| The problem |
An exact copy of every entry is required, without the pictures.

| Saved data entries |
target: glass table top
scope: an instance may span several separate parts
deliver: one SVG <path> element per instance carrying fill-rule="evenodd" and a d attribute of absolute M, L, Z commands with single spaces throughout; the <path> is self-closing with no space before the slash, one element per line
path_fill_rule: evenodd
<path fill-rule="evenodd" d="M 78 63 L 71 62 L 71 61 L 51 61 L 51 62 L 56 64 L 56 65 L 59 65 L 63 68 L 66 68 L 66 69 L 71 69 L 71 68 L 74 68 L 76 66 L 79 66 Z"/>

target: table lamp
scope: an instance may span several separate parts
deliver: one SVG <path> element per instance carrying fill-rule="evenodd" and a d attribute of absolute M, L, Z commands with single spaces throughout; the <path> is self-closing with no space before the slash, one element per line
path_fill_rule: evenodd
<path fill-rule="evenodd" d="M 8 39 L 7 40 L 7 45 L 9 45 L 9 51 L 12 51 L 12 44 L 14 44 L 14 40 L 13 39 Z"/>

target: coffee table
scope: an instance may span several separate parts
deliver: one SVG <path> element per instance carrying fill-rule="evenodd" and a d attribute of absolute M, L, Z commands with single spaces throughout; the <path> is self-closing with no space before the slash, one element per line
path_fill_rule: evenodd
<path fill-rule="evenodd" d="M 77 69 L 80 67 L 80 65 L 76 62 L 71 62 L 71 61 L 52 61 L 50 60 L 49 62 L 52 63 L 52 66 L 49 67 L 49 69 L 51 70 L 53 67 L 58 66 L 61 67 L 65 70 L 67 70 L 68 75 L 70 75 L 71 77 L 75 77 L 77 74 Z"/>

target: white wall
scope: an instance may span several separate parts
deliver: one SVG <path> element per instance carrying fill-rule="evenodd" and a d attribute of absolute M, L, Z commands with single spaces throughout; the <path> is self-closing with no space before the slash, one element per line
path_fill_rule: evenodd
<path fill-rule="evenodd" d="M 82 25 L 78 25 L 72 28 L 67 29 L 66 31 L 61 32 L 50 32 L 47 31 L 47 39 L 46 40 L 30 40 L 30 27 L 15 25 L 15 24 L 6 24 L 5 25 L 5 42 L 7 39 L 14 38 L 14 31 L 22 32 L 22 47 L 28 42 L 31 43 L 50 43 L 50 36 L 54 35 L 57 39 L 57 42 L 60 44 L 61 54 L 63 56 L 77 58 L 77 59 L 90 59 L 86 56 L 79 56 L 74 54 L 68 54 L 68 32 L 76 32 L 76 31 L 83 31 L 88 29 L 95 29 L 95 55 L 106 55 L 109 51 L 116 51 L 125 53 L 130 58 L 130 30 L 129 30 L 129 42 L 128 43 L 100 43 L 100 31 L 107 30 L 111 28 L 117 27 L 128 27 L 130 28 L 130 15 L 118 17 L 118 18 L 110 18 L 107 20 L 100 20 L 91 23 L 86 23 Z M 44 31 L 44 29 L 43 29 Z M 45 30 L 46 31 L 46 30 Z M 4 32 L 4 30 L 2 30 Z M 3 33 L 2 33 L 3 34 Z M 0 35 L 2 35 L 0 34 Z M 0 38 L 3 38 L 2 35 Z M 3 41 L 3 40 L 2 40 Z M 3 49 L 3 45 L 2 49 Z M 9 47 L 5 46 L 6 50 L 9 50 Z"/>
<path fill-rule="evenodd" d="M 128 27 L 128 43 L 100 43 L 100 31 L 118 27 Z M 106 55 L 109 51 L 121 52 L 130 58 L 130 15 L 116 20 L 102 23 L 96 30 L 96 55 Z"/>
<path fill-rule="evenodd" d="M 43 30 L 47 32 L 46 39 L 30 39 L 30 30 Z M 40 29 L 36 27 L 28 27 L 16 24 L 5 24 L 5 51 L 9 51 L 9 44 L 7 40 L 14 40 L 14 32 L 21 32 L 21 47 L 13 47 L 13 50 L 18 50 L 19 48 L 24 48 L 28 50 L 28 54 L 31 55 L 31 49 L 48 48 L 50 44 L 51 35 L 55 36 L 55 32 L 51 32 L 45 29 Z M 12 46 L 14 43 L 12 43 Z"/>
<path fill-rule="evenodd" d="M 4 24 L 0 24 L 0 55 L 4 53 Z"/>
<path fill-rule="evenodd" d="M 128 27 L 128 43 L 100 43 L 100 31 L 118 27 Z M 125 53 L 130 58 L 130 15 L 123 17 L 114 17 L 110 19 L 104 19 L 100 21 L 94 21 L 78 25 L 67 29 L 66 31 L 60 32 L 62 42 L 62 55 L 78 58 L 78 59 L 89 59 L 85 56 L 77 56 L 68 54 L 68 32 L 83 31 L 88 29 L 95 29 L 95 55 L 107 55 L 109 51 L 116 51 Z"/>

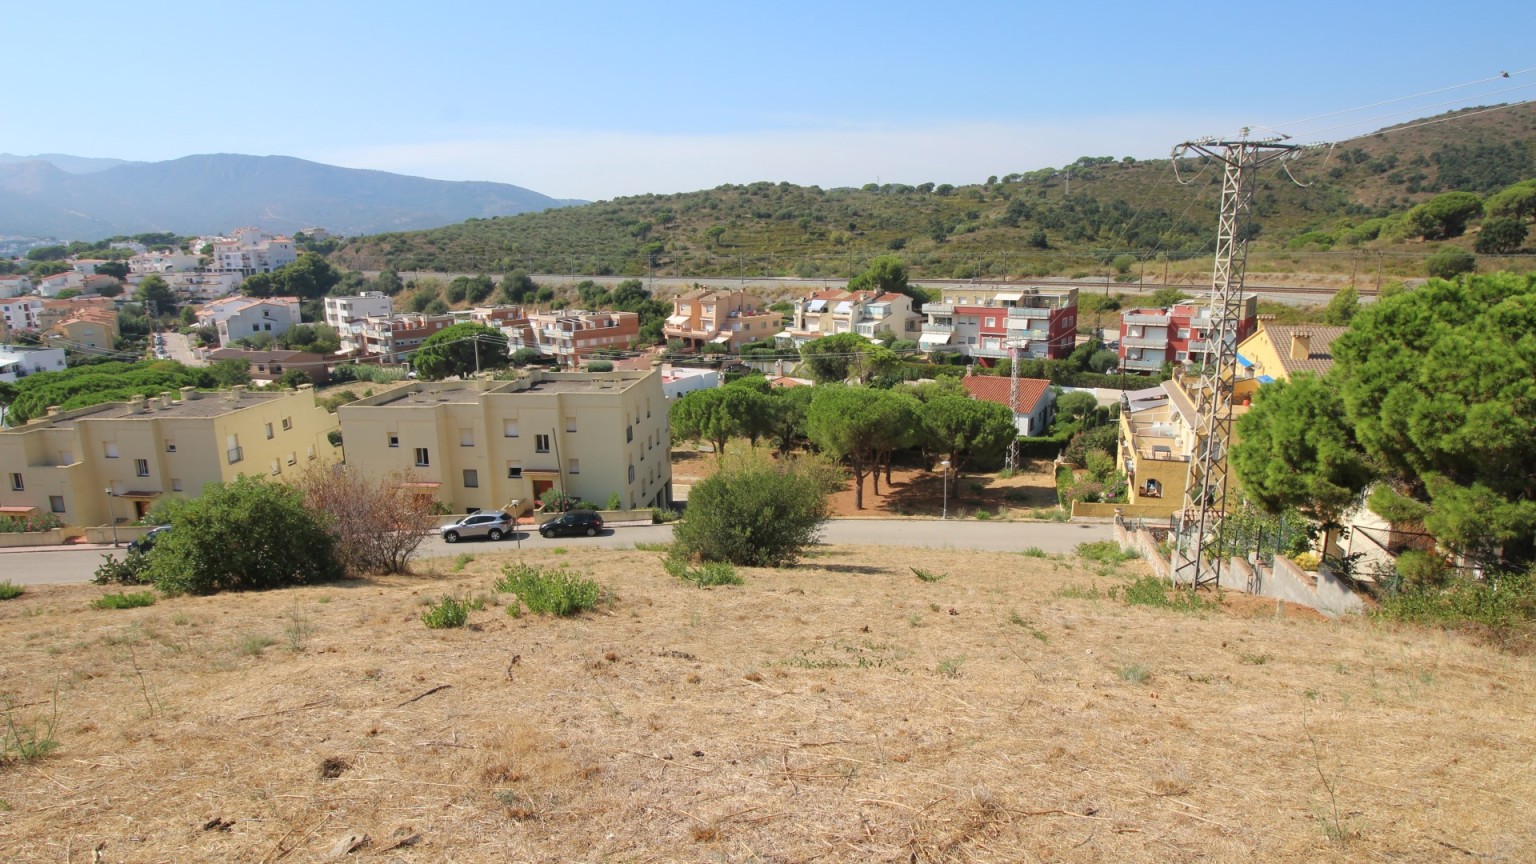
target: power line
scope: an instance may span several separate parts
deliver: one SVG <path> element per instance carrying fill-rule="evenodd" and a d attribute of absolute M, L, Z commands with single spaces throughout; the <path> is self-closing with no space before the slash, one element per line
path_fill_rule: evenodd
<path fill-rule="evenodd" d="M 1422 93 L 1414 93 L 1414 94 L 1412 94 L 1410 96 L 1397 96 L 1397 97 L 1392 98 L 1392 99 L 1383 99 L 1380 102 L 1372 102 L 1369 105 L 1358 105 L 1358 106 L 1356 106 L 1354 108 L 1344 108 L 1344 109 L 1339 110 L 1339 111 L 1330 111 L 1327 114 L 1315 114 L 1315 115 L 1313 115 L 1311 117 L 1303 117 L 1303 118 L 1301 118 L 1299 120 L 1287 120 L 1284 123 L 1273 123 L 1273 124 L 1266 125 L 1263 128 L 1265 128 L 1265 129 L 1277 129 L 1278 130 L 1278 129 L 1284 129 L 1287 126 L 1299 126 L 1299 125 L 1301 125 L 1303 123 L 1311 123 L 1314 120 L 1326 120 L 1329 117 L 1339 117 L 1339 116 L 1342 116 L 1344 114 L 1352 114 L 1352 113 L 1354 113 L 1356 111 L 1369 111 L 1372 108 L 1380 108 L 1383 105 L 1391 105 L 1391 104 L 1396 103 L 1396 102 L 1406 102 L 1409 99 L 1418 99 L 1418 98 L 1421 98 L 1421 97 L 1424 97 L 1424 96 L 1433 96 L 1433 95 L 1435 95 L 1437 93 L 1448 93 L 1448 92 L 1450 92 L 1452 90 L 1460 90 L 1460 89 L 1462 89 L 1464 87 L 1475 87 L 1478 84 L 1487 84 L 1490 81 L 1502 81 L 1502 80 L 1507 79 L 1507 78 L 1513 78 L 1513 77 L 1515 77 L 1517 75 L 1524 75 L 1524 74 L 1526 74 L 1528 72 L 1536 72 L 1536 66 L 1533 66 L 1533 67 L 1531 67 L 1529 69 L 1521 69 L 1521 70 L 1519 70 L 1517 72 L 1500 72 L 1497 75 L 1491 75 L 1491 76 L 1489 76 L 1487 78 L 1478 78 L 1478 79 L 1475 79 L 1475 80 L 1472 80 L 1472 81 L 1467 81 L 1467 82 L 1462 83 L 1462 84 L 1452 84 L 1452 85 L 1450 85 L 1448 87 L 1437 87 L 1437 88 L 1435 88 L 1433 90 L 1425 90 Z"/>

| Expected answer |
target: glass table top
scope: an instance may span several separate parts
deliver: one SVG <path> element per instance carrying fill-rule="evenodd" and a d attribute of absolute M, L, Z commands with single spaces throughout; the <path> is self-closing with no space before the slash, one element per line
path_fill_rule: evenodd
<path fill-rule="evenodd" d="M 78 63 L 71 62 L 71 61 L 51 61 L 51 62 L 56 64 L 56 65 L 59 65 L 63 68 L 66 68 L 66 69 L 71 69 L 71 68 L 74 68 L 76 66 L 79 66 Z"/>

target: table lamp
scope: an instance may span several separate parts
deliver: one SVG <path> element per instance carrying fill-rule="evenodd" and a d attribute of absolute M, L, Z commands with single spaces throughout; the <path> is self-closing with no space before the slash, one element per line
path_fill_rule: evenodd
<path fill-rule="evenodd" d="M 8 39 L 7 40 L 7 45 L 9 45 L 9 51 L 12 51 L 12 44 L 14 44 L 14 40 L 13 39 Z"/>

target: coffee table
scope: an instance may span several separate parts
deliver: one SVG <path> element per instance carrying fill-rule="evenodd" and a d attribute of absolute M, L, Z commands with single spaces throughout; the <path> is self-closing with no space before the slash, one element per line
path_fill_rule: evenodd
<path fill-rule="evenodd" d="M 77 69 L 80 67 L 80 65 L 76 62 L 71 62 L 71 61 L 52 61 L 50 60 L 49 62 L 52 63 L 52 66 L 49 67 L 49 69 L 51 70 L 53 67 L 58 66 L 61 67 L 65 70 L 67 70 L 68 75 L 70 75 L 71 77 L 75 77 L 77 74 Z"/>

target: white wall
scope: an instance may span several separate parts
deliver: one SVG <path> element per instance carrying fill-rule="evenodd" and a d attribute of absolute M, L, Z commands with single spaces throughout; the <path> is self-closing with no space before the slash, one element per line
path_fill_rule: evenodd
<path fill-rule="evenodd" d="M 82 25 L 78 25 L 72 28 L 67 29 L 66 31 L 61 32 L 50 32 L 47 31 L 47 39 L 46 40 L 30 40 L 30 27 L 15 25 L 15 24 L 6 24 L 5 25 L 5 42 L 7 39 L 14 38 L 14 31 L 22 32 L 22 47 L 28 42 L 31 43 L 50 43 L 50 36 L 54 35 L 57 39 L 57 42 L 60 44 L 61 54 L 63 56 L 77 58 L 77 59 L 90 59 L 86 56 L 79 56 L 74 54 L 68 54 L 68 32 L 76 32 L 76 31 L 83 31 L 88 29 L 95 29 L 95 55 L 106 55 L 109 51 L 116 51 L 125 53 L 130 58 L 130 30 L 129 30 L 129 42 L 128 43 L 100 43 L 100 31 L 107 30 L 111 28 L 117 27 L 128 27 L 130 28 L 130 15 L 118 17 L 118 18 L 110 18 L 107 20 L 100 20 L 91 23 L 86 23 Z M 44 31 L 44 29 L 43 29 Z M 45 30 L 46 31 L 46 30 Z M 4 32 L 4 30 L 2 30 Z M 3 33 L 2 33 L 3 34 Z M 0 35 L 2 35 L 0 34 Z M 0 38 L 3 38 L 2 35 Z M 3 41 L 3 40 L 2 40 Z M 3 49 L 3 45 L 2 49 Z M 9 47 L 5 46 L 6 50 L 9 50 Z"/>
<path fill-rule="evenodd" d="M 128 27 L 128 43 L 100 43 L 100 31 L 118 27 Z M 106 55 L 109 51 L 121 52 L 130 58 L 130 15 L 116 20 L 102 23 L 96 30 L 96 55 Z"/>
<path fill-rule="evenodd" d="M 43 30 L 47 32 L 46 39 L 30 39 L 30 30 Z M 40 29 L 36 27 L 28 27 L 16 24 L 5 24 L 5 51 L 9 51 L 9 44 L 7 40 L 14 40 L 14 32 L 21 32 L 21 47 L 13 47 L 13 50 L 18 50 L 19 48 L 24 48 L 28 50 L 28 54 L 31 55 L 31 49 L 48 48 L 50 44 L 51 35 L 55 36 L 55 32 L 51 32 L 45 29 Z M 12 46 L 14 43 L 12 43 Z"/>
<path fill-rule="evenodd" d="M 4 24 L 0 24 L 0 55 L 4 53 Z"/>
<path fill-rule="evenodd" d="M 128 27 L 128 43 L 100 43 L 100 31 L 118 27 Z M 125 53 L 130 58 L 130 15 L 123 17 L 114 17 L 110 19 L 104 19 L 100 21 L 94 21 L 78 25 L 67 29 L 66 31 L 60 32 L 62 42 L 62 55 L 78 58 L 78 59 L 89 59 L 85 56 L 77 56 L 68 54 L 68 32 L 83 31 L 88 29 L 95 29 L 95 55 L 107 55 L 109 51 L 116 51 Z"/>

target: power line
scope: an instance may span several separate parts
deliver: one SVG <path> element per instance carrying fill-rule="evenodd" and a d attribute of absolute M, L, Z commands with single spaces throughout; the <path> is self-closing with no space before the slash, one element per line
path_fill_rule: evenodd
<path fill-rule="evenodd" d="M 1422 93 L 1414 93 L 1414 94 L 1412 94 L 1410 96 L 1397 96 L 1397 97 L 1392 98 L 1392 99 L 1383 99 L 1380 102 L 1372 102 L 1369 105 L 1358 105 L 1358 106 L 1356 106 L 1354 108 L 1344 108 L 1344 109 L 1339 110 L 1339 111 L 1330 111 L 1327 114 L 1315 114 L 1315 115 L 1313 115 L 1311 117 L 1303 117 L 1303 118 L 1301 118 L 1299 120 L 1287 120 L 1284 123 L 1273 123 L 1273 124 L 1266 125 L 1263 128 L 1265 128 L 1265 129 L 1277 129 L 1278 130 L 1278 129 L 1284 129 L 1287 126 L 1299 126 L 1299 125 L 1301 125 L 1303 123 L 1311 123 L 1314 120 L 1326 120 L 1329 117 L 1339 117 L 1339 116 L 1342 116 L 1344 114 L 1352 114 L 1352 113 L 1354 113 L 1356 111 L 1369 111 L 1372 108 L 1380 108 L 1383 105 L 1391 105 L 1391 104 L 1396 103 L 1396 102 L 1406 102 L 1409 99 L 1418 99 L 1418 98 L 1421 98 L 1421 97 L 1424 97 L 1424 96 L 1433 96 L 1433 95 L 1435 95 L 1437 93 L 1448 93 L 1448 92 L 1450 92 L 1452 90 L 1460 90 L 1460 89 L 1462 89 L 1464 87 L 1475 87 L 1478 84 L 1487 84 L 1490 81 L 1502 81 L 1502 80 L 1507 79 L 1507 78 L 1513 78 L 1513 77 L 1515 77 L 1517 75 L 1524 75 L 1524 74 L 1526 74 L 1528 72 L 1536 72 L 1536 66 L 1533 66 L 1533 67 L 1531 67 L 1529 69 L 1521 69 L 1521 70 L 1519 70 L 1517 72 L 1500 72 L 1497 75 L 1491 75 L 1491 76 L 1489 76 L 1487 78 L 1478 78 L 1478 79 L 1475 79 L 1475 80 L 1472 80 L 1472 81 L 1467 81 L 1467 82 L 1462 83 L 1462 84 L 1452 84 L 1452 85 L 1450 85 L 1448 87 L 1437 87 L 1437 88 L 1435 88 L 1433 90 L 1425 90 Z"/>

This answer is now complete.